PROVIDED ENTRIES
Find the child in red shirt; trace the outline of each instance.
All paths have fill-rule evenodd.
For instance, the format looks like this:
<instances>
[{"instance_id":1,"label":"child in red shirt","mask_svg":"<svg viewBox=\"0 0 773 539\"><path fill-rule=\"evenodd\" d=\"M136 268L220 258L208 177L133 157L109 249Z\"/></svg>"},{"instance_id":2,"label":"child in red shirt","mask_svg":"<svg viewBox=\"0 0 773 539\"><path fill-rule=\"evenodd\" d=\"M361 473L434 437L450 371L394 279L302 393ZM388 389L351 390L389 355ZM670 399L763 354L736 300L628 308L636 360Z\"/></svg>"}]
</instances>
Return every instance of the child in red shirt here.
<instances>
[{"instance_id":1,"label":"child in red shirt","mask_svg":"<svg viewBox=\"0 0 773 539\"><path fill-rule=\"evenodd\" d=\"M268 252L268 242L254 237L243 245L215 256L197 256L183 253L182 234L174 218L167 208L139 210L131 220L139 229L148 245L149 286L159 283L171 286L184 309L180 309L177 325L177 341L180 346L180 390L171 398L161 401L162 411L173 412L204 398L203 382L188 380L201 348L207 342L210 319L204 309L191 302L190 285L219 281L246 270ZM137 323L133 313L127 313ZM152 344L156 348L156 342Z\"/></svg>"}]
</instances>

SHORT TASK
Find every line above that contains the string "shirt", treating uppercase and lowercase as different, and copy each of those lines in full.

WRITTEN REPLY
Find the child in red shirt; trace the outline of each instance.
[{"instance_id":1,"label":"child in red shirt","mask_svg":"<svg viewBox=\"0 0 773 539\"><path fill-rule=\"evenodd\" d=\"M136 268L220 258L208 177L133 157L109 249Z\"/></svg>"},{"instance_id":2,"label":"child in red shirt","mask_svg":"<svg viewBox=\"0 0 773 539\"><path fill-rule=\"evenodd\" d=\"M361 473L434 437L450 371L394 279L302 393ZM388 389L351 390L389 355ZM670 399L763 354L736 300L628 308L636 360Z\"/></svg>"}]
Return every instance of the child in red shirt here.
[{"instance_id":1,"label":"child in red shirt","mask_svg":"<svg viewBox=\"0 0 773 539\"><path fill-rule=\"evenodd\" d=\"M268 252L268 242L254 237L243 245L215 256L197 256L183 253L182 234L174 218L167 208L139 210L131 220L139 229L148 245L149 286L159 283L171 286L184 309L180 309L177 325L177 341L180 346L180 390L171 398L161 401L162 411L173 412L204 398L203 382L188 380L201 348L207 342L210 319L204 309L191 302L190 285L219 281L246 270ZM137 323L133 313L127 313ZM152 344L156 348L156 342Z\"/></svg>"}]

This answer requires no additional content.